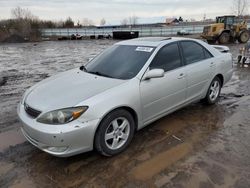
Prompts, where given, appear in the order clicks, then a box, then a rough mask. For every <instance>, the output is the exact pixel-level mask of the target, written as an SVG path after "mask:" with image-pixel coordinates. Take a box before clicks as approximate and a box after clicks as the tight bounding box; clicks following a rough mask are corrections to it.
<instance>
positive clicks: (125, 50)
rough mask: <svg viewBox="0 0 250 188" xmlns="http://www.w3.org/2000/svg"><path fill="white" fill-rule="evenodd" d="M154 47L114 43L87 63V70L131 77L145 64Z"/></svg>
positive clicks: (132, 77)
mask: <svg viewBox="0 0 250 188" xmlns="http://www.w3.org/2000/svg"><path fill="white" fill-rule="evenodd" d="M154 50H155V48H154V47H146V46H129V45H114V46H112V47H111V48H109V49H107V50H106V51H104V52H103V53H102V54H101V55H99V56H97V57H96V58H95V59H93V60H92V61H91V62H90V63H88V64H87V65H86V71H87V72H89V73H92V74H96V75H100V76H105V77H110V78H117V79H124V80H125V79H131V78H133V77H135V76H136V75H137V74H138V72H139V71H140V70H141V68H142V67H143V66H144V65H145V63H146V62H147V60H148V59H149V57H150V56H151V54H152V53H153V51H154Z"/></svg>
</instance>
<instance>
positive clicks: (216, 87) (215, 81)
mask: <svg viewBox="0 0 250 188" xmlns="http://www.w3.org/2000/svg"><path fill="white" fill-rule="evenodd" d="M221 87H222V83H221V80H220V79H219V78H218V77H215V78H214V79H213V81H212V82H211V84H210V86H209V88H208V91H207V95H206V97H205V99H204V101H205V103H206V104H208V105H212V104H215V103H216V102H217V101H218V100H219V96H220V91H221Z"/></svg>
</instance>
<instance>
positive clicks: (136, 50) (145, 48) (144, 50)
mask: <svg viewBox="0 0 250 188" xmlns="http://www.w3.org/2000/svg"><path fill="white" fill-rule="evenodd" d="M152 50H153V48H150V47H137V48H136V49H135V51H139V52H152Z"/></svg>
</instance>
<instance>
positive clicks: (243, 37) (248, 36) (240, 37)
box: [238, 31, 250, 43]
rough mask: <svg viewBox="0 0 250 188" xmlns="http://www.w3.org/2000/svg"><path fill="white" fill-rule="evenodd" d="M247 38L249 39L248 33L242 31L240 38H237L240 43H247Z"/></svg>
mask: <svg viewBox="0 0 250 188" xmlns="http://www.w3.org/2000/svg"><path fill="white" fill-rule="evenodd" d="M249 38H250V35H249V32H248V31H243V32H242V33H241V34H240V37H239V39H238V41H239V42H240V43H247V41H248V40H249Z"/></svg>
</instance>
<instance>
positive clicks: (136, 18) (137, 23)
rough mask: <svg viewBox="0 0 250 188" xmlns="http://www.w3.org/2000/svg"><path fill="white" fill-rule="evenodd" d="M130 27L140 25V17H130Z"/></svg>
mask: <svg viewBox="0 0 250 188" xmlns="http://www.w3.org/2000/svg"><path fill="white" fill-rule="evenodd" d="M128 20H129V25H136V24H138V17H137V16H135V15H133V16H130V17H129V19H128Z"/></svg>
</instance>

◆ ◆ ◆ ◆ ◆

◆ How to complete this task
Pictures stay out, but every record above is to be returned exactly.

◆ Output for this task
Prompts, where given, appear in the order clicks, then a box, then a rough mask. For every <instance>, the output is the exact pixel-level mask of the target, written as an SVG path after "mask:" with image-pixel coordinates. Take a box before clicks as approximate and a box after clicks as the tight bounding box; clicks following a rough mask are corrections to it.
<instance>
positive clicks: (125, 50)
rough mask: <svg viewBox="0 0 250 188" xmlns="http://www.w3.org/2000/svg"><path fill="white" fill-rule="evenodd" d="M154 47L114 43L87 63V70L131 77L145 64Z"/></svg>
positive clicks: (132, 77)
mask: <svg viewBox="0 0 250 188" xmlns="http://www.w3.org/2000/svg"><path fill="white" fill-rule="evenodd" d="M154 50H155V48H154V47H146V46H129V45H114V46H112V47H111V48H109V49H107V50H106V51H104V52H103V53H102V54H101V55H99V56H97V57H96V58H95V59H93V60H92V61H91V62H90V63H88V64H87V65H86V71H87V72H89V73H92V74H96V75H100V76H105V77H110V78H117V79H124V80H125V79H131V78H133V77H135V76H136V75H137V74H138V72H139V71H140V70H141V68H142V67H143V66H144V65H145V63H146V62H147V60H148V59H149V57H150V56H151V54H152V53H153V51H154Z"/></svg>
</instance>
<instance>
positive clicks: (216, 87) (215, 81)
mask: <svg viewBox="0 0 250 188" xmlns="http://www.w3.org/2000/svg"><path fill="white" fill-rule="evenodd" d="M221 87H222V83H221V80H220V79H219V78H218V77H215V78H214V79H213V81H212V82H211V84H210V86H209V88H208V91H207V95H206V97H205V99H204V101H205V103H206V104H208V105H212V104H215V103H216V102H217V101H218V100H219V96H220V91H221Z"/></svg>
</instance>
<instance>
positive clicks: (136, 50) (145, 48) (144, 50)
mask: <svg viewBox="0 0 250 188" xmlns="http://www.w3.org/2000/svg"><path fill="white" fill-rule="evenodd" d="M152 50H153V48H150V47H137V48H136V49H135V51H139V52H152Z"/></svg>
</instance>
<instance>
positive clicks: (243, 37) (248, 36) (240, 37)
box: [238, 31, 250, 43]
rough mask: <svg viewBox="0 0 250 188" xmlns="http://www.w3.org/2000/svg"><path fill="white" fill-rule="evenodd" d="M247 38L249 39L248 33L242 31L240 38H237L240 43H247Z"/></svg>
mask: <svg viewBox="0 0 250 188" xmlns="http://www.w3.org/2000/svg"><path fill="white" fill-rule="evenodd" d="M249 38H250V35H249V32H248V31H243V32H242V33H241V34H240V37H239V39H238V41H239V42H240V43H247V41H248V40H249Z"/></svg>
</instance>
<instance>
positive clicks: (136, 18) (137, 23)
rough mask: <svg viewBox="0 0 250 188" xmlns="http://www.w3.org/2000/svg"><path fill="white" fill-rule="evenodd" d="M130 27L140 25V17H130Z"/></svg>
mask: <svg viewBox="0 0 250 188" xmlns="http://www.w3.org/2000/svg"><path fill="white" fill-rule="evenodd" d="M128 20H129V25H136V24H138V17H137V16H135V15H133V16H130V17H129V19H128Z"/></svg>
</instance>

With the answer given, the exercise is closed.